» **TASKS TO CARRY OUT**
**1.** Decide whether each of the statements (a), (b) and (c) agrees with the battle map thread, answering yes or no and quoting the words from the thread that settle it. (a) Angel of Adventure covers the assembled maps with contact paper. (b) Morrus says they sell full-sized battle maps. (c) Angel of Adventure says the contact paper makes it possible to draw on the maps with markers.
**2.** From the battle map thread, extract the passage between "1) Is there" and "when I print.)", inclusive.

» **EXTRACT TO READ**
# Battle Map Questions



## Angel of Adventure (Aug 2, 2007)

Overall, my group has really enjoyed the battle maps.  I've put them together by printing them off, cutting the white borders away, taping them together, and overlaying them w/contact paper.  Labor intesive, yes, but definately good for gaming.

My questions are as follows:

1) Is there any way to get rid of the white border around each map piece?  (The PDF makes it seem like it comes to the edge of the paper, but I've always got a border when I print.)

2) Do you sell full sized battle maps?

3) Is it OK to post my previous maps for sale on Enworld?  (I've only made one copy of each and, though I really like them, they are piling up and I'd rather see them in the hands of other gamers.)

4)  When will the next battle maps be available?  Last time I checkeed, you had full sized maps up to Adventure 4.

Thanks,

AoA


----------



## Morrus (Aug 2, 2007)

1) I'm pretty sure that's all in the printer settings and such.  Hopefully someone who has done it can let us know how that works!

2) We don't, sorry - we have no way of producing or distributing them.

3) Printouts of maps, you mean?  I guess it's OK; I'm not sure it's any wasier to buy 'em off you than for people to print them out themselves.  Please make sure you're just selling on the maps, though, and no other material, and don't make a business out of it!

4) I'll dig around and see if we have any for #5 (I didn't realise they weren't up there until you mentioned it), and see what we can do for #6.


----------



## Angel of Adventure (Aug 2, 2007)

No, I won't make a business of it, and please believe me, it is a pain in the rear to put these things together they way I've done it.  I could make it easier by not putting the contact paper on, but that allows me to use my markers on the maps for cool effects!

Keep the battle maps coming, and it would also be cool if you could include a file that would print the map out in one piece if you had a large enough printer.  I'm not sure what that format is called, but it is a worthwhile pain to put these together, and I'd just buy them if they were available.

Later,

AoA


----------



## Morrus (Aug 2, 2007)

Angel of Adventure said:
			
		

> Keep the battle maps coming, and it would also be cool if you could include a file that would print the map out in one piece if you had a large enough printer.

Source data

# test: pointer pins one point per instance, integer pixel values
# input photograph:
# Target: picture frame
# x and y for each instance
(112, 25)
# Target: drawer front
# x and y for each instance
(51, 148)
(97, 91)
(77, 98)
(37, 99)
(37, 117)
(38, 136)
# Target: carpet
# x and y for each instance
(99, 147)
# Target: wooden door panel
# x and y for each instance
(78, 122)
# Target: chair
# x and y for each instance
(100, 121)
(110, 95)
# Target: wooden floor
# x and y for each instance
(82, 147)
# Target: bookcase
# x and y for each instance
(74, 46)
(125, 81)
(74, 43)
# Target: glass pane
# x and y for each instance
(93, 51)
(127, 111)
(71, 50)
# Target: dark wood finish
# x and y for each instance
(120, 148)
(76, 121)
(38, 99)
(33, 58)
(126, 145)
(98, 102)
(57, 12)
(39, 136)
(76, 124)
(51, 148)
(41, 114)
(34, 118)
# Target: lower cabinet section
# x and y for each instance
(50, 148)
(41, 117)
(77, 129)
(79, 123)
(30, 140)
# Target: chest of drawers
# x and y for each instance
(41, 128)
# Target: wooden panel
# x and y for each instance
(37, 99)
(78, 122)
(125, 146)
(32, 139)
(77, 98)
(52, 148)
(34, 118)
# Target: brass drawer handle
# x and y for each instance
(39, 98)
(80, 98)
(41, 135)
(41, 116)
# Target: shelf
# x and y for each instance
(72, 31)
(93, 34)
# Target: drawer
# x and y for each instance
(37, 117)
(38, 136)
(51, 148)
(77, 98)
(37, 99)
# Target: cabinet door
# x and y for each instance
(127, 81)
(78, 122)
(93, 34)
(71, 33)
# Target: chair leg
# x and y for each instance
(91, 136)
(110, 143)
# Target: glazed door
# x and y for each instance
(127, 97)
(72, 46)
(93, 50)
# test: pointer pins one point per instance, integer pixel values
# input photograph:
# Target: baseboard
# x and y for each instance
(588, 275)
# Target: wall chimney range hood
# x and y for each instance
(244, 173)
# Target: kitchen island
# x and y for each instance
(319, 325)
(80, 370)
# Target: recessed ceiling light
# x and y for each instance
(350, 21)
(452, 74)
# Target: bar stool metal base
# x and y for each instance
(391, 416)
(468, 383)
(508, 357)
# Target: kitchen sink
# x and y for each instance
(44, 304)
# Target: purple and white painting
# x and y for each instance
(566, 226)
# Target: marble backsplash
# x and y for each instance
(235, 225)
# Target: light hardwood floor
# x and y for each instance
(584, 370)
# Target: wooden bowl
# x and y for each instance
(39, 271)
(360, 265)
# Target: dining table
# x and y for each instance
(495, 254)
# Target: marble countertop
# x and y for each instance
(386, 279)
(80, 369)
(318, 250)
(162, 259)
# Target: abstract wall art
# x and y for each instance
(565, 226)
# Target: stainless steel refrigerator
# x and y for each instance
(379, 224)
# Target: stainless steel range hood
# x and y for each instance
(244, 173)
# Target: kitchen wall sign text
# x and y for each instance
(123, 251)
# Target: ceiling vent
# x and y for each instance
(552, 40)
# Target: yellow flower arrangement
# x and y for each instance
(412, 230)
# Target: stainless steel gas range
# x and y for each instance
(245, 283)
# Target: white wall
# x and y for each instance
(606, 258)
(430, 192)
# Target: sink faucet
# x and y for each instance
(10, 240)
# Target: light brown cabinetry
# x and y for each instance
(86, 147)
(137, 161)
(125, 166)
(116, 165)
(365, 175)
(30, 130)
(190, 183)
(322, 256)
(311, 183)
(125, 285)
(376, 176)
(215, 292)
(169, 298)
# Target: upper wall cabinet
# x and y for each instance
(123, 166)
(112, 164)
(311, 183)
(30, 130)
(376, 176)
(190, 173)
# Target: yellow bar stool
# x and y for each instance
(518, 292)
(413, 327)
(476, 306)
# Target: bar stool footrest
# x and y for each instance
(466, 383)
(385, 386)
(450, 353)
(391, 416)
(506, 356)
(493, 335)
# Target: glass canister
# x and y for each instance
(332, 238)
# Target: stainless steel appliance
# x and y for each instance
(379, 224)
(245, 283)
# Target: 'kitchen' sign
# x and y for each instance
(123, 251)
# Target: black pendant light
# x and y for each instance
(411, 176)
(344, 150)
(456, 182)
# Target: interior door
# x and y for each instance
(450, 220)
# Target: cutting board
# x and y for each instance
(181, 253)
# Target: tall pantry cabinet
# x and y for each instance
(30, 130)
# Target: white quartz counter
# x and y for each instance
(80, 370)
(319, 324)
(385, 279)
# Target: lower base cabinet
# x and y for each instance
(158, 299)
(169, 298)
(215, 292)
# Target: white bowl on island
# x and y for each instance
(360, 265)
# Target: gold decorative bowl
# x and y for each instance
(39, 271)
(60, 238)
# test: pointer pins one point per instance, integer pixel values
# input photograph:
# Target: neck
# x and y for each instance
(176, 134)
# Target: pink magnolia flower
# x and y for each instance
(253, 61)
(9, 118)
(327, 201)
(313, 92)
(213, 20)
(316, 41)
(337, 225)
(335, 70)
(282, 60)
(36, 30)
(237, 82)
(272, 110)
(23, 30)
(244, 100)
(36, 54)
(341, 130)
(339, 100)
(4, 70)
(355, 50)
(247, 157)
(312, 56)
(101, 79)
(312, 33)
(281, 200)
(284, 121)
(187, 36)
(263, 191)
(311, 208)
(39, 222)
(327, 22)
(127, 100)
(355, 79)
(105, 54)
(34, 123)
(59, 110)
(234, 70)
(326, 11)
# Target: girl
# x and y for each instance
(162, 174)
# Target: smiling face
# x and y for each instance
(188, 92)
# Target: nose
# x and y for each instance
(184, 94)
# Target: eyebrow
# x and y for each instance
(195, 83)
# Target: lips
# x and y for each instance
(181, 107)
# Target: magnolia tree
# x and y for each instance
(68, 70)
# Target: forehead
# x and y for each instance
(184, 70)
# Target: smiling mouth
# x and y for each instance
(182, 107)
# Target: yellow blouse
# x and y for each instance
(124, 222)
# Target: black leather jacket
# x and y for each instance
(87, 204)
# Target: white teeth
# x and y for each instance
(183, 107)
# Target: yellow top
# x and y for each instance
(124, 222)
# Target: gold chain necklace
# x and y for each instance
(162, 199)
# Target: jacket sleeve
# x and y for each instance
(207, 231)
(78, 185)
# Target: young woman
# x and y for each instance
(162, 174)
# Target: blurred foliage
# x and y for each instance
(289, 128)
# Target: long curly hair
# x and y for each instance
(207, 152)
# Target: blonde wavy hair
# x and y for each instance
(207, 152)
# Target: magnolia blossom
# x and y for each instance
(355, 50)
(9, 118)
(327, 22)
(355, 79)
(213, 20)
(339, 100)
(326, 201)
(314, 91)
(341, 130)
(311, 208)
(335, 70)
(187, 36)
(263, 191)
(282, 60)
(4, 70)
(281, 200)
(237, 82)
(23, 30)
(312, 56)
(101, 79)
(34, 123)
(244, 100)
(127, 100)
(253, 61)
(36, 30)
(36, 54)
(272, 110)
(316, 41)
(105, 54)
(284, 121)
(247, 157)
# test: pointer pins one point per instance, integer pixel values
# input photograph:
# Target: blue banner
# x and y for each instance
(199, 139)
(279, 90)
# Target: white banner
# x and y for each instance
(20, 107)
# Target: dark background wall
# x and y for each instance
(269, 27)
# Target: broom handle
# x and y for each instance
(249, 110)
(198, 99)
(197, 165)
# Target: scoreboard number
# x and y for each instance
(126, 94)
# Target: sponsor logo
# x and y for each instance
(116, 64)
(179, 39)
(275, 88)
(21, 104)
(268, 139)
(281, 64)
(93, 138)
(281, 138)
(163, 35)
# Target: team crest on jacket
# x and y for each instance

» **ANSWERS TO EACH TASK**
**1.**
(a) Yes: "overlaying them w/contact paper"
(b) No: "We don't, sorry - we have no way of producing or distributing them."
(c) Yes: "but that allows me to use my markers on the maps for cool effects!"

**2.**
1) Is there any way to get rid of the white border around each map piece?  (The PDF makes it seem like it comes to the edge of the paper, but I've always got a border when I print.)